YOUR INSTRUCTIONS -> Swap "outline" for "mark" in every entry below, then write the entries out again with nothing else altered.

========

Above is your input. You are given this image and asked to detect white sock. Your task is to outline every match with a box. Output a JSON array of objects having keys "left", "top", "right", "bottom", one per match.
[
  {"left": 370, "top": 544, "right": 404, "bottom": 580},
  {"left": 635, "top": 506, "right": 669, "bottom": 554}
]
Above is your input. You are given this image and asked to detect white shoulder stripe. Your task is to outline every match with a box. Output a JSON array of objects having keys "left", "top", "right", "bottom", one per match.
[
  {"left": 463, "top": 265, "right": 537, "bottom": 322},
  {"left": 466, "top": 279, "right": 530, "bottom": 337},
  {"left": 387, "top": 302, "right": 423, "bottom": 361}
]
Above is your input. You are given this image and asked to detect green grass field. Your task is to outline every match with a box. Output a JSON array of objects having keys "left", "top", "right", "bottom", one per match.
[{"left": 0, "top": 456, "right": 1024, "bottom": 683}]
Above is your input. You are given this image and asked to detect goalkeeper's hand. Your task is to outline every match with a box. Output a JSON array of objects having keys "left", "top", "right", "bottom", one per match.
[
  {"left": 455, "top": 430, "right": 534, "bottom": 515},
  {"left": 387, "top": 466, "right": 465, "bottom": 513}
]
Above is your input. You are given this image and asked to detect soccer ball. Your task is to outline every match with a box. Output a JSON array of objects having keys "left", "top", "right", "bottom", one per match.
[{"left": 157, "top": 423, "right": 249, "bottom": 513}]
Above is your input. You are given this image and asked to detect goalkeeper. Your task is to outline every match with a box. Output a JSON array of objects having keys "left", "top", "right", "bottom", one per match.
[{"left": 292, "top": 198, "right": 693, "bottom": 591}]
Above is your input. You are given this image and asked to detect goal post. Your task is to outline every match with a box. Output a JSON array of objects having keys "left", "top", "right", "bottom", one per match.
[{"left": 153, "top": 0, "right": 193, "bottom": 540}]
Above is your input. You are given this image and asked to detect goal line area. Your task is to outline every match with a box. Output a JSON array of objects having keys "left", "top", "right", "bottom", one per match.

========

CORRECT ANSWER ->
Above is your input. You are given this image and asked to detect white sock. Your task is to mark every match with a box. Output a JSON array of objects having keys "left", "top", "right", "bottom", one per match.
[
  {"left": 370, "top": 544, "right": 404, "bottom": 580},
  {"left": 635, "top": 506, "right": 669, "bottom": 554}
]
Above is your input. You are given this image and asked to detect white shoulder stripe. Your task is to mark every match with a box. Output a JSON array of objects having keys "left", "top", "right", "bottom", one per match.
[
  {"left": 463, "top": 265, "right": 537, "bottom": 322},
  {"left": 466, "top": 279, "right": 530, "bottom": 337},
  {"left": 387, "top": 302, "right": 423, "bottom": 361}
]
Above is your input. You are given this image and asked to detect green grass field. Your task is to mark every match with a box. Output a JSON array of objects having keys "left", "top", "right", "bottom", one per match.
[{"left": 0, "top": 456, "right": 1024, "bottom": 683}]
Above is your input. You are given this image and asked to detect goalkeeper's hand. Your task is to mark every match with a box. Output a JSON array of objects having keys "left", "top", "right", "bottom", one per match.
[
  {"left": 455, "top": 430, "right": 534, "bottom": 515},
  {"left": 387, "top": 466, "right": 465, "bottom": 513}
]
Above is your input. You are given this image and asked to detect soccer ball. Your task is to mark every match with a box. Output a JSON array of objects having keys "left", "top", "right", "bottom", one per match.
[{"left": 157, "top": 423, "right": 249, "bottom": 513}]
Above is your input. You are given this image and asked to detect goalkeeper. Your task is to mark every match with a box. Output a JSON array of objects having keys "left", "top", "right", "bottom", one per match.
[{"left": 292, "top": 198, "right": 693, "bottom": 591}]
Above is your input. You are given this image and asked to detect goal post. Your task is to mark every match with a box. Output a JSON array of objects having keys "left", "top", "right", "bottom", one per match.
[{"left": 153, "top": 0, "right": 193, "bottom": 540}]
Above is your input. You are given this image and asked to detect goal line area. Your task is to mark every match with a box. Output a JSON array of objects having keys "left", "top", "right", "bottom", one per match.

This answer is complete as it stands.